Aim of the exercise | From the line below that contains "box: [204, 466, 539, 694]" to the line that contains "592L418 630L427 689L530", repeat every line exactly, both ends included, and nothing else.

+++

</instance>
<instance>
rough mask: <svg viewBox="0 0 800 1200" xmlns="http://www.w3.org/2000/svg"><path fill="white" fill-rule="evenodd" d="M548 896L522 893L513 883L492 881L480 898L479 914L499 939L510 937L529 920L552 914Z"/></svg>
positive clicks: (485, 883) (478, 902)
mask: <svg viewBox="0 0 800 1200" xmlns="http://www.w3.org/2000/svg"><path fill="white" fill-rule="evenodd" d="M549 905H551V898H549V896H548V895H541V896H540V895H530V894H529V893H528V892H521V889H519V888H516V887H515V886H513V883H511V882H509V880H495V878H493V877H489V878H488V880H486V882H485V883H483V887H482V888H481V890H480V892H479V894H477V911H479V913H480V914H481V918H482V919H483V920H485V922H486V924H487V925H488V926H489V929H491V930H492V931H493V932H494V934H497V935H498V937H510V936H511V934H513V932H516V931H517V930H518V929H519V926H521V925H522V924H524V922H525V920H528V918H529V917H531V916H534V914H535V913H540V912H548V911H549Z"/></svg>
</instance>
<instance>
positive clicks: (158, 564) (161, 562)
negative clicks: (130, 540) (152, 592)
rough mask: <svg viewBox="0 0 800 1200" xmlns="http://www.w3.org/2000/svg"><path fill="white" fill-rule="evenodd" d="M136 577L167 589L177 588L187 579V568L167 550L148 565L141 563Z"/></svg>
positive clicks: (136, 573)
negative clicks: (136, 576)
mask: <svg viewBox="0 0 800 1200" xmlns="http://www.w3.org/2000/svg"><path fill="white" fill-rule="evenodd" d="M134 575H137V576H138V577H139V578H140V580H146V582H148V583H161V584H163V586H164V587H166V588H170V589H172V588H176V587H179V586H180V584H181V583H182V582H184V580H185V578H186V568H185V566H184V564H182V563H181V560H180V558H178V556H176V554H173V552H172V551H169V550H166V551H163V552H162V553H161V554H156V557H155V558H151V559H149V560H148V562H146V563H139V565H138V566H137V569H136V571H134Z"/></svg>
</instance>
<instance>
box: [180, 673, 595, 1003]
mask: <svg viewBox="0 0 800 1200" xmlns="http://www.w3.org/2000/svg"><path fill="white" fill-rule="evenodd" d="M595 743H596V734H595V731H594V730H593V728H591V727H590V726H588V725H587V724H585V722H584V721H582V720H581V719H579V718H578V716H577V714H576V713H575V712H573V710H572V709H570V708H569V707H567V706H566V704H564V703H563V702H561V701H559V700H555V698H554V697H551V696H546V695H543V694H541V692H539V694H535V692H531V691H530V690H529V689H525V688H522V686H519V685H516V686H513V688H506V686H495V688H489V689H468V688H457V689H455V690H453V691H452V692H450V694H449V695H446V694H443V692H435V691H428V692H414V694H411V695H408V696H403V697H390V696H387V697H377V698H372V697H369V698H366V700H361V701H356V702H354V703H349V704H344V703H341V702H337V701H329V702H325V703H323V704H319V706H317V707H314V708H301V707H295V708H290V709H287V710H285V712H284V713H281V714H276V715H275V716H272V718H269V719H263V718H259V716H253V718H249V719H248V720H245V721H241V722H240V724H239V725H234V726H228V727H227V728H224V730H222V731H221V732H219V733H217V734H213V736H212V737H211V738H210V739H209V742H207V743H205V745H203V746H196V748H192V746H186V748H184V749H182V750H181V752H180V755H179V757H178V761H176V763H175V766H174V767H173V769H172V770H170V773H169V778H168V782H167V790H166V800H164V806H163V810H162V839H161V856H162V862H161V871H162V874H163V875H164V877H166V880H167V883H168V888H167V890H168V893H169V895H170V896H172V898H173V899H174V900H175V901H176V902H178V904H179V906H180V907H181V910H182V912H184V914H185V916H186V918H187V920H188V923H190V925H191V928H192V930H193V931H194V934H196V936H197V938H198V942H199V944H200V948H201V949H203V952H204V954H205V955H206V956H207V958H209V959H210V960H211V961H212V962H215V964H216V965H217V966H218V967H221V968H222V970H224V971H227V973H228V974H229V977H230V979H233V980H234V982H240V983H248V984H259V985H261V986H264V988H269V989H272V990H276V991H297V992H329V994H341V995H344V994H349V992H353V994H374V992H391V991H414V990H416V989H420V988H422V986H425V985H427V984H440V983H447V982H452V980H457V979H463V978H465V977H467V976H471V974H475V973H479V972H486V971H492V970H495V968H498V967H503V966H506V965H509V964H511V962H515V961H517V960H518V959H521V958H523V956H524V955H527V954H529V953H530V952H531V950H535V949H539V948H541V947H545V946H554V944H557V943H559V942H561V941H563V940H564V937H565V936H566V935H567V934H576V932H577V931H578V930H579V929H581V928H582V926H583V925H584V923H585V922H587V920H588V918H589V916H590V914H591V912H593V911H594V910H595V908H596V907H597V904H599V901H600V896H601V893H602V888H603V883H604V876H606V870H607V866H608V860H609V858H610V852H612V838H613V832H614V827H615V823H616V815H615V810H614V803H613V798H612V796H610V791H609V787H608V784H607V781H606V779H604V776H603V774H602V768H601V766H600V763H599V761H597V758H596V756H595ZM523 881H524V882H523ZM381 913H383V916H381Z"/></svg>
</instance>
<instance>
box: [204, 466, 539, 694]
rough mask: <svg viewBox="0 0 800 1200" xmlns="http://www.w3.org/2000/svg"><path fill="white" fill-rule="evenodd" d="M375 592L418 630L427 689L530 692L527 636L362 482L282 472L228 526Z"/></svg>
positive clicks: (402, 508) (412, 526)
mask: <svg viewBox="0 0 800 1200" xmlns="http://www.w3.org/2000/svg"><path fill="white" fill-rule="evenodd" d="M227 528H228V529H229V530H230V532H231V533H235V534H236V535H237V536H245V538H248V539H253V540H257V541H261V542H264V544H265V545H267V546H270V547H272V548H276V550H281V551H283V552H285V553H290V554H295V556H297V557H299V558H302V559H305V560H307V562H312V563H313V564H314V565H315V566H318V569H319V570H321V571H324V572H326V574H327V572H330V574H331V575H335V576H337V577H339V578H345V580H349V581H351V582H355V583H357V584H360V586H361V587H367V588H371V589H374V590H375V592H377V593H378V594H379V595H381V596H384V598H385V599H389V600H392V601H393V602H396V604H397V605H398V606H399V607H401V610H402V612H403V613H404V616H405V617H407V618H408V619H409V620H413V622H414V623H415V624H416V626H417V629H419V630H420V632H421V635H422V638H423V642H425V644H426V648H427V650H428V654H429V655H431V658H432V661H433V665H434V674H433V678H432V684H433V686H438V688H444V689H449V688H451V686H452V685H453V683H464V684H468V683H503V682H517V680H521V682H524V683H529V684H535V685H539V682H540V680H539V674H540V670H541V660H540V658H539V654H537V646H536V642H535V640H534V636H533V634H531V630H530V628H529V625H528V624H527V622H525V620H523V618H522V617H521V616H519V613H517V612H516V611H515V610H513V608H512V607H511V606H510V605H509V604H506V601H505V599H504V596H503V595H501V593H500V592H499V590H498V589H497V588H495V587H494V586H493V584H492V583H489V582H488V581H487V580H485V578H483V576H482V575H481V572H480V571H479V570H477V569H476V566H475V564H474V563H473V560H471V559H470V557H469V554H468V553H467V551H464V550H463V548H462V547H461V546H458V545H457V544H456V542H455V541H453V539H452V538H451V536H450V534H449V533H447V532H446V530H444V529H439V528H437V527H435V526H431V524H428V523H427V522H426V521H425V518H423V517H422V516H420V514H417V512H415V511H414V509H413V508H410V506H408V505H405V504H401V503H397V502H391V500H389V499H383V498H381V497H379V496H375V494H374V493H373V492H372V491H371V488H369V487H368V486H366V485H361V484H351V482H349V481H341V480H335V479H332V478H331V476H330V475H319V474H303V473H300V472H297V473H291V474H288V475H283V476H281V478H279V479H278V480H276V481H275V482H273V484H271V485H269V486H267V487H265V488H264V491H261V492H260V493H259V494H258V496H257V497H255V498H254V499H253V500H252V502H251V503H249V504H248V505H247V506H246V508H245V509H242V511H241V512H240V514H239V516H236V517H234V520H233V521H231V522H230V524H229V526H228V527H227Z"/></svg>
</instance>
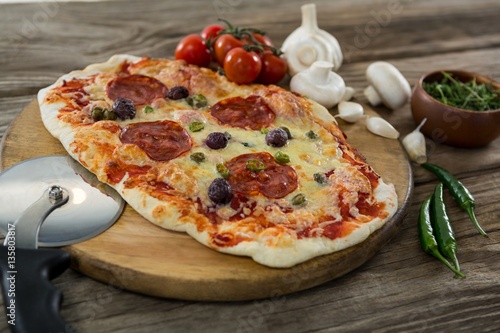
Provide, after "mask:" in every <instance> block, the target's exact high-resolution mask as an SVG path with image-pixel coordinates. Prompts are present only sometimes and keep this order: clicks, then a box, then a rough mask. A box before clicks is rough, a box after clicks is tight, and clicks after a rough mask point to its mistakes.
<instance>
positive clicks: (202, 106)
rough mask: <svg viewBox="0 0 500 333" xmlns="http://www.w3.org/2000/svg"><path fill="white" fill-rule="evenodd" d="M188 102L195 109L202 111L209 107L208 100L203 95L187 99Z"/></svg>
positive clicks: (194, 94) (196, 96) (201, 94)
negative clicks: (205, 108) (202, 110)
mask: <svg viewBox="0 0 500 333" xmlns="http://www.w3.org/2000/svg"><path fill="white" fill-rule="evenodd" d="M186 102H187V103H188V104H189V105H191V106H192V107H194V108H195V109H202V108H205V107H207V106H208V100H207V98H206V97H205V96H203V95H202V94H194V95H191V96H188V97H187V98H186Z"/></svg>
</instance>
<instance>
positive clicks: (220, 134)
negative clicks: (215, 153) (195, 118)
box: [205, 132, 229, 149]
mask: <svg viewBox="0 0 500 333" xmlns="http://www.w3.org/2000/svg"><path fill="white" fill-rule="evenodd" d="M228 141H229V140H228V138H227V136H226V135H225V134H224V133H222V132H212V133H210V134H209V135H208V136H207V138H206V139H205V144H206V145H207V146H208V147H209V148H212V149H222V148H226V146H227V143H228Z"/></svg>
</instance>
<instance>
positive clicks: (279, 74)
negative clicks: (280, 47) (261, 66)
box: [257, 52, 288, 84]
mask: <svg viewBox="0 0 500 333" xmlns="http://www.w3.org/2000/svg"><path fill="white" fill-rule="evenodd" d="M260 57H261V59H262V69H261V70H260V74H259V77H258V78H257V82H259V83H262V84H277V83H278V82H280V81H281V80H282V79H283V78H284V77H285V74H286V73H287V71H288V65H287V63H286V60H285V59H283V58H281V57H278V56H276V55H274V54H273V53H272V52H264V53H263V54H262V55H261V56H260Z"/></svg>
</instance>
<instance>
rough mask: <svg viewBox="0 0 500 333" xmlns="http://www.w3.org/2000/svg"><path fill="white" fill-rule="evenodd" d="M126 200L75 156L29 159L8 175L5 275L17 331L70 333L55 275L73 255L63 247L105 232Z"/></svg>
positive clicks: (12, 169)
mask: <svg viewBox="0 0 500 333" xmlns="http://www.w3.org/2000/svg"><path fill="white" fill-rule="evenodd" d="M124 206H125V202H124V201H123V199H122V198H121V197H120V195H119V194H118V193H116V192H115V191H114V190H113V189H112V188H110V187H109V186H107V185H105V184H103V183H101V182H99V181H98V180H97V178H96V177H95V176H94V175H93V174H92V173H90V172H89V171H88V170H86V169H85V168H84V167H82V166H81V165H80V164H79V163H78V162H76V161H74V160H73V159H72V158H71V157H69V156H46V157H39V158H34V159H30V160H26V161H24V162H21V163H19V164H17V165H15V166H13V167H11V168H9V169H7V170H5V171H3V172H2V173H0V211H1V213H0V231H2V233H3V234H5V235H6V238H5V242H4V246H0V275H1V276H0V278H1V284H2V293H3V300H4V305H5V308H6V315H7V322H8V323H9V324H10V327H11V330H12V332H30V333H32V332H66V331H68V330H69V329H70V328H69V326H68V325H66V323H65V322H64V320H63V319H62V318H61V317H60V315H59V306H60V303H61V300H62V295H61V293H60V292H59V291H58V290H57V289H55V287H54V286H53V285H52V284H51V283H50V280H51V279H53V278H55V277H56V276H58V275H60V274H61V273H62V272H64V271H65V270H66V269H67V268H68V267H69V264H70V256H69V254H68V253H67V252H65V251H62V250H59V249H40V248H38V247H39V246H42V247H59V246H65V245H70V244H74V243H77V242H81V241H84V240H86V239H89V238H92V237H94V236H97V235H98V234H100V233H102V232H103V231H105V230H106V229H107V228H109V227H110V226H111V225H112V224H113V223H114V222H115V221H116V220H117V219H118V217H119V216H120V215H121V212H122V211H123V208H124Z"/></svg>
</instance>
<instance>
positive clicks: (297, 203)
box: [292, 193, 307, 207]
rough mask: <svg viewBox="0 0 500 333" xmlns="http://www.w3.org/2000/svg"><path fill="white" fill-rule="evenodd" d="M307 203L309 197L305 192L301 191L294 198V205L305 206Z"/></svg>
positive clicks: (297, 205)
mask: <svg viewBox="0 0 500 333" xmlns="http://www.w3.org/2000/svg"><path fill="white" fill-rule="evenodd" d="M306 204H307V198H306V196H305V195H304V194H302V193H299V194H297V195H296V196H294V197H293V198H292V205H294V206H299V207H302V206H305V205H306Z"/></svg>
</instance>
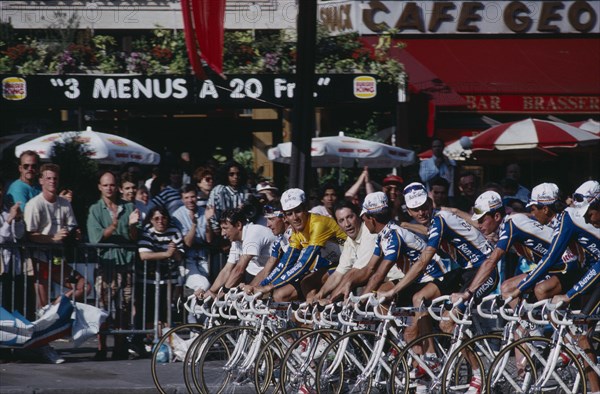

+++

Solution for this exercise |
box: [204, 466, 539, 694]
rough mask: <svg viewBox="0 0 800 1200" xmlns="http://www.w3.org/2000/svg"><path fill="white" fill-rule="evenodd" d="M375 592L418 630L427 689L530 692L527 636L362 482L282 472L228 526Z"/></svg>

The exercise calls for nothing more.